* [WHAT YOU ARE ASKED TO DO]: State how many lines in the entries below contain the string "building", matching case exactly. Give only the number.

>>

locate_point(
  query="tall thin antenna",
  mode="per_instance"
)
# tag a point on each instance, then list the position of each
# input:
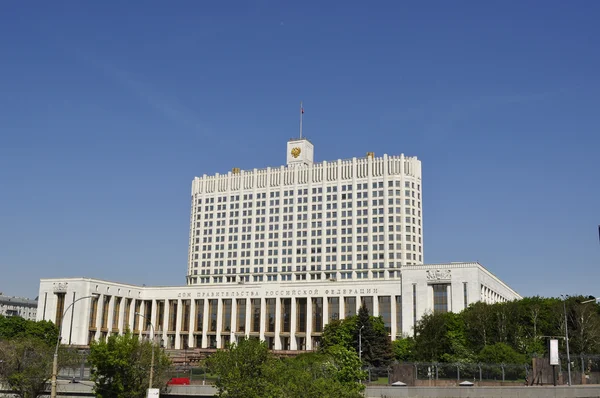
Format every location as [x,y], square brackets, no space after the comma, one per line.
[301,113]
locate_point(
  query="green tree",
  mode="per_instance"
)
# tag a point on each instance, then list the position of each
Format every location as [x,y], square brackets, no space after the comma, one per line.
[318,375]
[26,366]
[121,366]
[440,337]
[376,344]
[242,369]
[404,349]
[248,370]
[15,327]
[339,332]
[501,353]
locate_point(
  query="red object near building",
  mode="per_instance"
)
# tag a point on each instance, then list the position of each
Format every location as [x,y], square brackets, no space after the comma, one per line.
[179,381]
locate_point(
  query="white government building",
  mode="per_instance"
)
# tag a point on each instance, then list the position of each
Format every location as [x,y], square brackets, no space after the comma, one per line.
[277,253]
[18,306]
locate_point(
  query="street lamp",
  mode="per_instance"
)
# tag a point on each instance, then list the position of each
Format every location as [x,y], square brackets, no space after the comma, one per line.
[564,297]
[152,360]
[360,344]
[55,360]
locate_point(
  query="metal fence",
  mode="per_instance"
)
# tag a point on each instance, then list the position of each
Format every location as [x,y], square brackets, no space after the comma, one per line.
[584,369]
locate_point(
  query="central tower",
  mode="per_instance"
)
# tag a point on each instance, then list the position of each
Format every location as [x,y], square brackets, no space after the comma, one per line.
[300,151]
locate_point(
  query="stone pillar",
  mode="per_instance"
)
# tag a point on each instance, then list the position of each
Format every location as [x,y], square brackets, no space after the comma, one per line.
[277,344]
[178,323]
[192,323]
[293,324]
[309,318]
[263,318]
[205,321]
[233,325]
[153,319]
[219,321]
[249,316]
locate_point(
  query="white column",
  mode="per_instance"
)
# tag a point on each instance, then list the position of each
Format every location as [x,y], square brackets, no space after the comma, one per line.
[325,311]
[293,324]
[111,310]
[249,316]
[263,318]
[99,309]
[277,345]
[192,327]
[233,320]
[309,318]
[205,325]
[178,324]
[122,314]
[154,317]
[219,321]
[393,316]
[166,321]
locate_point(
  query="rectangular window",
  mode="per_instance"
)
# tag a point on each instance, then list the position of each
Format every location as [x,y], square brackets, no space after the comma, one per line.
[137,307]
[333,308]
[172,315]
[125,318]
[349,306]
[367,301]
[440,298]
[199,318]
[212,316]
[226,327]
[117,306]
[301,315]
[255,308]
[317,314]
[286,313]
[185,319]
[160,315]
[414,307]
[270,319]
[94,312]
[148,315]
[398,315]
[241,315]
[385,311]
[105,305]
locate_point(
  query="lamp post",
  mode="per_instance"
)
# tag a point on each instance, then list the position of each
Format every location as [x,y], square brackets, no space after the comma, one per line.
[591,299]
[152,360]
[360,344]
[564,297]
[55,359]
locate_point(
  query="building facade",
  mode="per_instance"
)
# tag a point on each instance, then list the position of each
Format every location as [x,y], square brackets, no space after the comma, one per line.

<<

* [RESULT FOR THIS TASK]: 3